What to produce: Exactly as they appear, output all of the records. Skip any images.

[Items from a dataset]
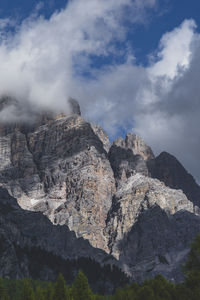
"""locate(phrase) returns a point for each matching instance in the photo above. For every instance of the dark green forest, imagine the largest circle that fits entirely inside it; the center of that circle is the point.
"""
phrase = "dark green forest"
(153, 289)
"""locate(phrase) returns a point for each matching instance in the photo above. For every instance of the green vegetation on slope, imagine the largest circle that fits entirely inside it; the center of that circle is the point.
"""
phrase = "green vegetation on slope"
(153, 289)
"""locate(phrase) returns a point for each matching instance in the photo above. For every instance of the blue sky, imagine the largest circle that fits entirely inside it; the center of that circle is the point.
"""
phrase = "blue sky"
(144, 38)
(132, 64)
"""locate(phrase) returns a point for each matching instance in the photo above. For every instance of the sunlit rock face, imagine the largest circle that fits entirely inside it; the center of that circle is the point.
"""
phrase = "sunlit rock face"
(129, 156)
(61, 165)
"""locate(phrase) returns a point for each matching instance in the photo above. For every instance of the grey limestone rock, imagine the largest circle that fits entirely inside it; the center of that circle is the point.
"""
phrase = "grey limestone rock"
(168, 169)
(62, 166)
(129, 156)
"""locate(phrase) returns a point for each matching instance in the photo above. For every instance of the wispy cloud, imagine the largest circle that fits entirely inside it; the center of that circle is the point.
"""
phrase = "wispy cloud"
(43, 62)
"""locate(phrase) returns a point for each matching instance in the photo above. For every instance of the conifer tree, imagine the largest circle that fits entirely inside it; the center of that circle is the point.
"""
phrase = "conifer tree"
(3, 291)
(81, 289)
(26, 292)
(39, 294)
(60, 289)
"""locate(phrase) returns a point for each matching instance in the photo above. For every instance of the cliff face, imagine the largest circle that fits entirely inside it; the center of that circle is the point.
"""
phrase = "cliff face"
(64, 167)
(168, 169)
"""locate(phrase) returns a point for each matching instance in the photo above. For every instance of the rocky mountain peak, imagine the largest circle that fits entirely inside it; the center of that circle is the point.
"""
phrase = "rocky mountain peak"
(129, 156)
(169, 170)
(64, 167)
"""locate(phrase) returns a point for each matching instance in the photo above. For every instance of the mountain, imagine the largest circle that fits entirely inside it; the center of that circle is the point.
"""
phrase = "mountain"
(168, 169)
(118, 199)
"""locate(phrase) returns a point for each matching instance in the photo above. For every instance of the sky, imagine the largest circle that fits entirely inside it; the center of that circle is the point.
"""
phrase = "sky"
(133, 65)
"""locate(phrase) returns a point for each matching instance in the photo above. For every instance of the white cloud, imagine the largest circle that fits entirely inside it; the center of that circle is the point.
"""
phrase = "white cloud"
(42, 62)
(38, 62)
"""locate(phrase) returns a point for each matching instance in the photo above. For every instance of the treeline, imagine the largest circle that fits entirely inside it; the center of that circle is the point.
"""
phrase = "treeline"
(154, 289)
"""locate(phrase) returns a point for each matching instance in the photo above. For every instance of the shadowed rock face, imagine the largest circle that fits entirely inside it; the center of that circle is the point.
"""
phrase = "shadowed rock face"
(159, 244)
(64, 167)
(31, 246)
(60, 167)
(168, 169)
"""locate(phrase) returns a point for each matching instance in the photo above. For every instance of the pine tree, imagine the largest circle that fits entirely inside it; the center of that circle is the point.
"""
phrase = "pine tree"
(39, 294)
(26, 292)
(3, 291)
(81, 289)
(60, 289)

Response below:
"""locate(phrase) returns a point for each matching instance in the photo above. For every instance of the dark green forest, imagine the largest circle that fits entirely inside it; the center of that circle is the point.
"""
phrase = "dark green forest"
(153, 289)
"""locate(phrase) returns a point for each matching instance in the photo above. For every instance of the green vegetation on slope, imagine the largest circle that fits entirely inside it; the center of that circle is the point.
"""
phrase = "green vegetation on slope"
(153, 289)
"""locate(phrase) returns a point for each matching instance in the photo above. For every instance of the blue sky, imagine the largest circle that fits entirely inside it; the center of that circle is the point.
"""
phrase = "blue sky"
(144, 38)
(132, 64)
"""locate(phrase) returns a point for each matching instance in the photo above. For every instance of the sunlit rock face, imagine the largest circle that fits entirely inside it; the center of that circle is the point.
"""
phrase = "sunlit rock face"
(129, 156)
(61, 165)
"""locate(phrase) returns a point for each matching instance in the photo above. For every instance of the grey limestone rock, imagine the largest circle that fits entirely inside it; the center of that circle is the point.
"""
phrase = "grey limestone rock"
(168, 169)
(62, 166)
(129, 156)
"""locate(phrase) returns a point for each matching instance in the photo above. For every instance of the wispy cloud, imagine the largest circle that fits entirely inside it; the center of that circle is the point.
"""
phrase = "wispy cloud"
(43, 62)
"""locate(phrase) returns a point for each matching instance in the photo above. For every instance of the conifer tree, imagine the largest circle that fits entirely inside it; the center of that circle is the point.
"""
phrase = "conifer tree"
(3, 291)
(81, 289)
(26, 292)
(39, 294)
(60, 289)
"""locate(phrase) returns a point for each matching instance in the photo above. For every instance of the cliff face, imagine the largest circle that fits entirely inside it; the center of that circle is the point.
"""
phrase = "cliff face"
(64, 167)
(168, 169)
"""locate(phrase) returns a point for each matching instance in the photo above. For every instance of the rocky mountain peak, imagine the largest circle that fits entirely inside it; the center of that circle is the point.
"""
phrase = "rocky mountain peak"
(129, 156)
(169, 170)
(64, 167)
"""locate(phrase) returns a point for each matching instance in the photo above. For every instance of the mountain, imagine the largest circle that fits entirely inside it; the center of that circle is the point.
"""
phrase = "mountain"
(168, 169)
(118, 199)
"""locate(phrase) returns a point for each matching instance in the photo above. For every instance of the sky, imagine the largest circle that fits entirely inside it; the center of that circle is the point.
"""
phrase = "sky"
(133, 65)
"""locate(phrase) returns a point for each matching instance in the photo above. For every instance of the white cloud, imagine the largest circle that fits entirely inside it; the center of that circle is the point.
"""
phrase = "white cloud"
(42, 62)
(38, 62)
"""locate(phrase) returns a point for each matching instance in the photo above. For every instance of the treeline, imagine the largest circle that fits entirely inside it; the center of that circle is the point.
"""
phrase = "treeline"
(154, 289)
"""locate(phrase) returns a point for each matching instance in the photo above. For every instance of the shadowed rock face, imagine the largest circle that fits entirely inside it; the center of that circle is the point.
"""
phrase = "shadowed rock face"
(159, 244)
(64, 167)
(31, 246)
(60, 167)
(168, 169)
"""locate(phrase) returns a point for each matching instance in the photo above. For every instance of the pine tree, imagine the largest circle that fits entirely inside it; the center of that circle is the point.
"""
phrase = "pine tree"
(39, 294)
(26, 292)
(3, 291)
(81, 289)
(60, 289)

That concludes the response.